# INSTRUCTIONS TO FOLLOW
Go through the records underneath and write each one out again exactly.

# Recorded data
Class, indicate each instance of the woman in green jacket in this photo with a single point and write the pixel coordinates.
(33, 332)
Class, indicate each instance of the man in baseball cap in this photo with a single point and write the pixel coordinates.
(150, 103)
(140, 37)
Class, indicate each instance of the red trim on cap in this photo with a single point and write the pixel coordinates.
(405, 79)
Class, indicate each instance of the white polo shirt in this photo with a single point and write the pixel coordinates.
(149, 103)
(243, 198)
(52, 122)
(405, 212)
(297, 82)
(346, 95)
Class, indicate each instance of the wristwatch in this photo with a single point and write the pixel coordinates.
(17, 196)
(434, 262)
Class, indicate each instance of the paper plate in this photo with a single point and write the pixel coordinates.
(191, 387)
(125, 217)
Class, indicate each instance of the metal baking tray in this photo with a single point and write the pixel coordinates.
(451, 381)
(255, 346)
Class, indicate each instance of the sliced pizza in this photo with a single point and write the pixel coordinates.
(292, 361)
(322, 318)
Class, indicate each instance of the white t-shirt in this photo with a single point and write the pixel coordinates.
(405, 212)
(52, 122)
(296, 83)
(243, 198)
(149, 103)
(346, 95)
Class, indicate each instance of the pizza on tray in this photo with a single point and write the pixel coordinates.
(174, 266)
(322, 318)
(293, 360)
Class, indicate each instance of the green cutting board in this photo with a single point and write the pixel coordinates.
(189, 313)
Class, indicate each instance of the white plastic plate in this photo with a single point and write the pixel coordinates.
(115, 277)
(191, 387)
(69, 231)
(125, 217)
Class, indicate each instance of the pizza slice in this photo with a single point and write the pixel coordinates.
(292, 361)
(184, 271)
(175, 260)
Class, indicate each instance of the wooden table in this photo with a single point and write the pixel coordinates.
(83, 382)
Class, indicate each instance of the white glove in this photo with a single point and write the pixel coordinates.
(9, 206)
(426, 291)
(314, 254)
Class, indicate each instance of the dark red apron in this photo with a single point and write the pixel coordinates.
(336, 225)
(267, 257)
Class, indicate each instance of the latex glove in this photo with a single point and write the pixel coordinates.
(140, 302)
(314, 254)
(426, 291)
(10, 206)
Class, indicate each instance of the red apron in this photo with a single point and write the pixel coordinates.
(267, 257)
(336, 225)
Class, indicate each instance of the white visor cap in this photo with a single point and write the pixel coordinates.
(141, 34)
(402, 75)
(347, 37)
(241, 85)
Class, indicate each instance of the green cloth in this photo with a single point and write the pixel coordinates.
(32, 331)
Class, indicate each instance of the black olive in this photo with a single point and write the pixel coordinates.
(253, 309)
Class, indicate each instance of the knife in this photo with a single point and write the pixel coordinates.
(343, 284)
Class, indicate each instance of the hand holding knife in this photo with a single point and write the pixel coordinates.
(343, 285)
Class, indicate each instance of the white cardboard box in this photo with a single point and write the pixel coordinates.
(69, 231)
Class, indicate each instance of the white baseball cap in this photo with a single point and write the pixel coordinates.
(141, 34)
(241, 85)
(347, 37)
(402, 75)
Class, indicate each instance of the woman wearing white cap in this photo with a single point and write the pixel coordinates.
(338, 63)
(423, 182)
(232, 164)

# FULL ANSWER
Class, indicate each instance of the woman in green jacket in this photo with a single point and write the pixel coordinates.
(33, 332)
Class, indicate each instance of the man in baseball cap in this photo with a single point and write the pixel coordinates.
(150, 103)
(140, 37)
Class, indicate each instance of the red trim on cap in this photo with a single point and write the pixel coordinates.
(405, 79)
Class, indicate each instance of the white polo shirt in this photo with a single point and write the pixel coordinates.
(149, 103)
(243, 198)
(52, 122)
(405, 212)
(297, 82)
(346, 95)
Class, indicate each instance of the wristwatch in this photo with a single point and write the pixel coordinates.
(17, 196)
(434, 262)
Class, indicate each instance of the paper plate in this photo with a single point and write the pixel coordinates.
(191, 387)
(125, 217)
Class, indicate each instance of the metal baking tray in this photo with a single point and write the pixel coordinates.
(451, 381)
(255, 346)
Class, indicate each instance of the sliced pizza in this photo with a single point and write the pixel coordinates.
(292, 361)
(322, 318)
Class, indicate each instance of the white t-shirt in this photo with a single point and write the pixel coordinates.
(405, 212)
(52, 122)
(296, 83)
(243, 198)
(149, 103)
(346, 95)
Class, indicate each instance of the pizza on tray in this photo with a single point and write the pixel coordinates.
(174, 266)
(322, 318)
(293, 360)
Class, indicate each instance of the green cutting board in this photo with a single point and write the pixel coordinates.
(189, 313)
Class, indicate each instance of the white plastic plate in this photo with a single point and write the pixel coordinates.
(115, 277)
(191, 387)
(69, 231)
(125, 217)
Class, indicate each instance of the pizza slice in this photo with a single point and write the pixel coordinates.
(292, 361)
(184, 271)
(175, 260)
Class, indicate each instance of the wooden table in this photo with a single point and write the pixel coordinates.
(83, 382)
Class, indicate each instance of the white glove in this photo with a single point and write the pixel coordinates.
(9, 206)
(426, 291)
(314, 254)
Class, indicate each instance of the dark red apron in this photo with a single point and write the pixel coordinates.
(336, 225)
(267, 257)
Class, indicate each instance of the latex glove in this photo with a single point and write the pixel coordinates.
(140, 302)
(314, 254)
(426, 291)
(10, 206)
Class, indicate each instance of the red apron in this photo with a single point and write the pixel coordinates.
(267, 257)
(336, 225)
Class, indicate each instance of the white visor cap in this photo with a single point and write the pixel coordinates.
(141, 34)
(402, 75)
(347, 37)
(241, 85)
Class, indicate each instance of the green cloth in this photo with a single point and write the pixel coordinates.
(32, 331)
Class, indicate each instance of the black olive in this photo with a single point and write the pixel coordinates.
(253, 309)
Class, indicate each instance of the knife in this photo with a single point and write the pixel coordinates.
(343, 284)
Class, indicate each instance of the hand holding knife in this photo with a single point and write the pixel coordinates.
(343, 285)
Class, indicate each instance of the white cardboard box in this photo with a single point and write the pixel coordinates.
(69, 231)
Class, indicate each instance of the white baseball cap in this photo with a single point and write the pixel coordinates.
(141, 34)
(241, 85)
(347, 37)
(402, 75)
Class, indicate each instance of the woman wearing white cap in this photo with a single point and write the pixel coordinates.
(338, 63)
(423, 182)
(232, 164)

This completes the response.